::: Material for this task

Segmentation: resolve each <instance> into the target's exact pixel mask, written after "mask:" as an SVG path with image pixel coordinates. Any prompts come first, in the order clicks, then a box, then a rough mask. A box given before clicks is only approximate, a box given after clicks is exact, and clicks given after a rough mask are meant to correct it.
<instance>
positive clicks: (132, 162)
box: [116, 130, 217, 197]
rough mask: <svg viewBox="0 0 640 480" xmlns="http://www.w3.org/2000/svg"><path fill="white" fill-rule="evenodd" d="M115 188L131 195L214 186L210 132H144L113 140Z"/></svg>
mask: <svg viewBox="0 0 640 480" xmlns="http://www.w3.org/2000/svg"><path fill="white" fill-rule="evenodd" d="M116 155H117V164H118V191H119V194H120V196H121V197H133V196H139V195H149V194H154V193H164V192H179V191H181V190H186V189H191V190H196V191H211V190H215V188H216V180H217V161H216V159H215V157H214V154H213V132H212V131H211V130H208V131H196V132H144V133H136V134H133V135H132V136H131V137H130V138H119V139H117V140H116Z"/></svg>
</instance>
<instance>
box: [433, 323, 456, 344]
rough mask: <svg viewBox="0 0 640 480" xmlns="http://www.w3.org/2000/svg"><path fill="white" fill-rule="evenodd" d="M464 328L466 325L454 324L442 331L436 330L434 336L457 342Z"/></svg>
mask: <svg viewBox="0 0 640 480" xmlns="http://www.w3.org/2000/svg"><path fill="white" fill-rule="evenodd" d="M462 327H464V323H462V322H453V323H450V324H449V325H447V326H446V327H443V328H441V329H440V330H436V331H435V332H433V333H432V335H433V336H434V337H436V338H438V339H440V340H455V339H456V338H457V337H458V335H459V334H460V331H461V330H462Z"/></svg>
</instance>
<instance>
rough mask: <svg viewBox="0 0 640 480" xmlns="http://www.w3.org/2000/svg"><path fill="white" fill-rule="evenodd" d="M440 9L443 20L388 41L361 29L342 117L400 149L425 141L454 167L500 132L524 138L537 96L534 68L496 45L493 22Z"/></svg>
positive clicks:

::::::

Return the listing in full, exactly.

Segmentation: resolve each <instance> into the target's exact pixel mask, written after "mask:" as an SVG path with image pixel coordinates. Any prompts come first, in the order clicks, then a box, then a rough mask. A box given before clicks is only approximate, a box given after clicks is exact, and clicks given after a rough mask are meant to correct it.
<instance>
positive clicks: (132, 162)
box: [116, 130, 217, 197]
rough mask: <svg viewBox="0 0 640 480" xmlns="http://www.w3.org/2000/svg"><path fill="white" fill-rule="evenodd" d="M115 188L131 195L214 186L210 132H144L113 140Z"/></svg>
mask: <svg viewBox="0 0 640 480" xmlns="http://www.w3.org/2000/svg"><path fill="white" fill-rule="evenodd" d="M116 155H117V164H118V191H119V194H120V196H121V197H133V196H139V195H149V194H154V193H164V192H179V191H181V190H186V189H191V190H196V191H211V190H215V188H216V180H217V161H216V159H215V157H214V154H213V132H212V131H211V130H208V131H196V132H144V133H136V134H133V135H132V136H131V137H130V138H119V139H117V140H116Z"/></svg>
</instance>
<instance>
box: [433, 323, 456, 344]
rough mask: <svg viewBox="0 0 640 480" xmlns="http://www.w3.org/2000/svg"><path fill="white" fill-rule="evenodd" d="M464 328L466 325L454 324L442 331L436 330L434 336L457 342Z"/></svg>
mask: <svg viewBox="0 0 640 480" xmlns="http://www.w3.org/2000/svg"><path fill="white" fill-rule="evenodd" d="M462 327H464V323H462V322H453V323H450V324H449V325H447V326H446V327H443V328H441V329H440V330H436V331H435V332H433V333H432V335H433V336H434V337H436V338H438V339H440V340H455V339H456V338H457V337H458V335H459V334H460V331H461V330H462Z"/></svg>
</instance>
<instance>
rough mask: <svg viewBox="0 0 640 480" xmlns="http://www.w3.org/2000/svg"><path fill="white" fill-rule="evenodd" d="M440 9L443 20L388 41L361 29L342 117L400 149L425 141L454 167L500 132L524 138L537 96L534 68L496 45L493 22Z"/></svg>
positive clicks:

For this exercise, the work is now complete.